= WHAT THE EXERCISE ASKS =
Copy every line below where the string "kettle" is found.
START MATERIAL PROVIDED
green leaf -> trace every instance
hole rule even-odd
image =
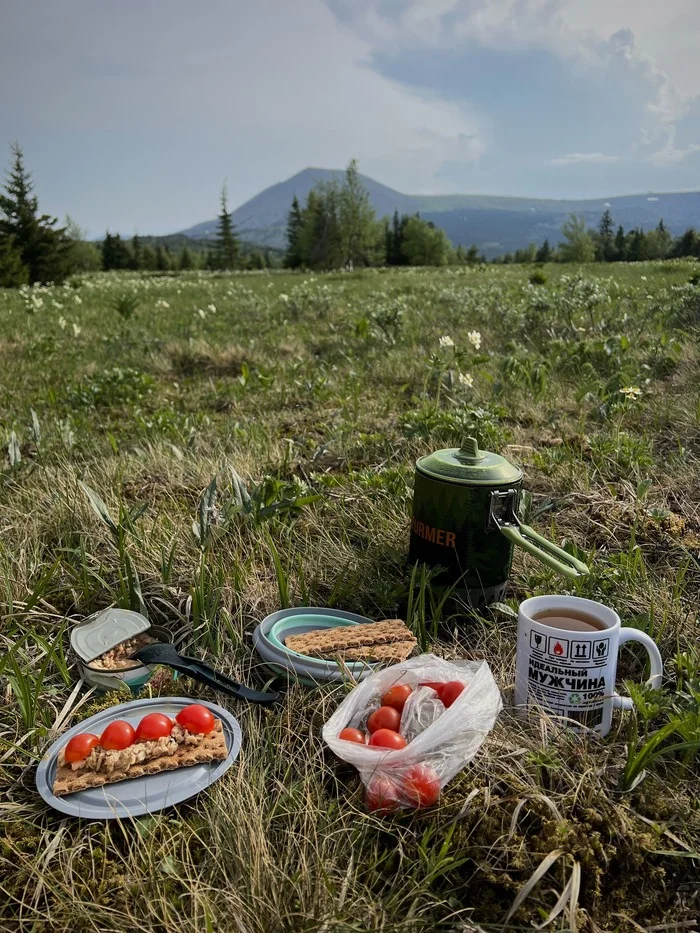
[[[117,523],[114,521],[112,516],[109,514],[109,509],[104,504],[102,499],[98,496],[98,494],[95,492],[95,490],[92,489],[90,486],[88,486],[87,483],[84,483],[82,480],[78,480],[78,485],[80,486],[80,488],[83,490],[83,492],[87,496],[87,500],[92,506],[92,509],[97,515],[97,517],[102,522],[104,522],[104,524],[110,529],[110,531],[113,534],[115,535],[118,534],[119,528],[117,526]]]

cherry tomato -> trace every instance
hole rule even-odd
[[[102,733],[100,745],[102,748],[121,751],[134,744],[135,735],[133,726],[123,719],[115,719]]]
[[[64,754],[66,761],[75,764],[76,761],[82,761],[87,758],[96,745],[99,745],[100,738],[93,735],[92,732],[81,732],[80,735],[74,735],[66,745]]]
[[[400,713],[403,712],[406,700],[413,693],[408,684],[396,684],[382,697],[382,706],[393,706]]]
[[[430,765],[413,765],[404,774],[401,786],[414,807],[432,807],[440,797],[440,778]]]
[[[393,729],[377,729],[369,739],[375,748],[406,748],[406,739]]]
[[[437,693],[437,695],[440,696],[440,691],[445,686],[445,684],[442,682],[437,683],[436,681],[433,681],[433,680],[426,680],[425,683],[419,684],[419,686],[420,687],[432,687],[432,689]]]
[[[170,735],[172,727],[173,721],[168,716],[163,713],[149,713],[136,727],[136,741],[160,739],[164,735]]]
[[[454,703],[460,693],[464,690],[464,684],[459,680],[450,680],[446,684],[443,684],[439,696],[442,700],[445,709],[449,709],[450,706]]]
[[[214,717],[211,711],[202,706],[201,703],[192,703],[181,709],[175,717],[183,729],[188,732],[195,732],[198,735],[206,735],[214,728]]]
[[[345,742],[357,742],[358,745],[367,744],[367,737],[359,729],[341,729],[338,738]]]
[[[370,732],[376,732],[377,729],[391,729],[398,732],[400,725],[401,713],[393,706],[380,706],[370,714],[367,720],[367,728]]]
[[[365,805],[372,812],[389,813],[399,809],[399,792],[389,778],[376,775],[365,790]]]

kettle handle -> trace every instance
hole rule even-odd
[[[510,523],[506,525],[498,520],[496,525],[501,534],[505,535],[513,544],[517,544],[528,554],[532,554],[537,560],[546,564],[547,567],[556,570],[557,573],[561,573],[565,577],[571,577],[573,580],[577,580],[589,573],[588,567],[583,561],[573,557],[552,541],[543,538],[530,525],[521,525],[519,522],[517,525]]]

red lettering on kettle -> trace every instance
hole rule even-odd
[[[414,534],[432,544],[442,544],[444,547],[454,547],[457,536],[454,531],[445,531],[444,528],[433,528],[432,525],[426,525],[414,518],[411,522],[411,528]]]

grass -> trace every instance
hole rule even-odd
[[[692,930],[695,269],[107,274],[0,292],[0,928]],[[405,558],[413,462],[475,430],[592,573],[570,584],[517,555],[507,602],[468,619]],[[508,710],[514,610],[546,592],[614,606],[667,661],[663,695],[636,690],[604,741]],[[488,660],[506,709],[432,811],[366,814],[320,738],[346,688],[293,686],[275,710],[231,705],[241,757],[192,803],[65,819],[36,763],[120,700],[76,688],[71,620],[141,600],[251,685],[251,632],[280,605],[409,607],[422,645]],[[644,664],[626,649],[621,676]]]

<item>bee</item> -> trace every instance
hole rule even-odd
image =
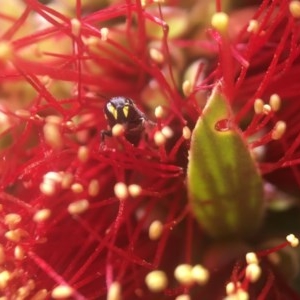
[[[104,115],[107,119],[109,130],[101,131],[101,142],[105,136],[112,136],[112,128],[116,124],[124,126],[124,136],[127,141],[137,145],[147,130],[154,126],[145,114],[137,108],[133,100],[127,97],[113,97],[104,106]]]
END MATERIAL PROVIDED
= RESULT OF THE EXERCISE =
kettle handle -> trace every instance
red lettering on kettle -> trace every instance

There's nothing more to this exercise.